### Task requirements
Among the records below, which lines contain the string "panel"? Report them.

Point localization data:
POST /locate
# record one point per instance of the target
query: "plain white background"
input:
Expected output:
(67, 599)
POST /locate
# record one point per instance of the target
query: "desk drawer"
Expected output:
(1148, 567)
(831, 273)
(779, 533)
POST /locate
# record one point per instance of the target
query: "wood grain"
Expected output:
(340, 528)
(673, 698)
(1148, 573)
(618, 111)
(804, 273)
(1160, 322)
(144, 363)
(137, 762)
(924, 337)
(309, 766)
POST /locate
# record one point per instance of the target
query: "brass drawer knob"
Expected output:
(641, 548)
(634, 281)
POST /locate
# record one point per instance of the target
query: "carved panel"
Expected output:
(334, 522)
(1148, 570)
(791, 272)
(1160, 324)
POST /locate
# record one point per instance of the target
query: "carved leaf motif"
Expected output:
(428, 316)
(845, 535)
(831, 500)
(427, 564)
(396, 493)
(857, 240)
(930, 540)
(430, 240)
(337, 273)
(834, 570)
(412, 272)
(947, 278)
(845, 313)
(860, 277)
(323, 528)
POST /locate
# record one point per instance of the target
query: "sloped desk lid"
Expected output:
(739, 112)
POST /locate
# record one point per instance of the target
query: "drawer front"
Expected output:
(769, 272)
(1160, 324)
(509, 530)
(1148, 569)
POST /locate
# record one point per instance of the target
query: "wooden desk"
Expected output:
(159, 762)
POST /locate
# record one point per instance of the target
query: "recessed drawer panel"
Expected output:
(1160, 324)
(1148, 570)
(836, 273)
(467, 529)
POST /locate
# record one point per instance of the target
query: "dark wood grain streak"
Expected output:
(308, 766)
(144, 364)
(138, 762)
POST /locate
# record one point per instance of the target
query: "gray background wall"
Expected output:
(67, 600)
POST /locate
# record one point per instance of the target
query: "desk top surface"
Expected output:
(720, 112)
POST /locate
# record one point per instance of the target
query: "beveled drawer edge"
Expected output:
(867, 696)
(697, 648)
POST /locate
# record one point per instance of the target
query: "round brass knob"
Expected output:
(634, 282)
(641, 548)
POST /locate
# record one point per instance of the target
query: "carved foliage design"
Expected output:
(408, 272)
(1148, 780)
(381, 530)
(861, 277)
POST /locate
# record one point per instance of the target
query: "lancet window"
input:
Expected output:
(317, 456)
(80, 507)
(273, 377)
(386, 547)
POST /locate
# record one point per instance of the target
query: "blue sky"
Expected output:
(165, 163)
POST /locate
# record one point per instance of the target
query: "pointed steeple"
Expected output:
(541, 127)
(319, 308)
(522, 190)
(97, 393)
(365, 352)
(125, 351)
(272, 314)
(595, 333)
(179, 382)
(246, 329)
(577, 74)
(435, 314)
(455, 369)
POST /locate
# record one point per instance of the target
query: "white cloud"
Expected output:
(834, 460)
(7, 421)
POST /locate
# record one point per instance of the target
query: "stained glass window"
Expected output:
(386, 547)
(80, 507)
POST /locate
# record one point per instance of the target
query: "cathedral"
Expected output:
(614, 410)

### Result
query: "carved panel"
query: "recessed drawer panel"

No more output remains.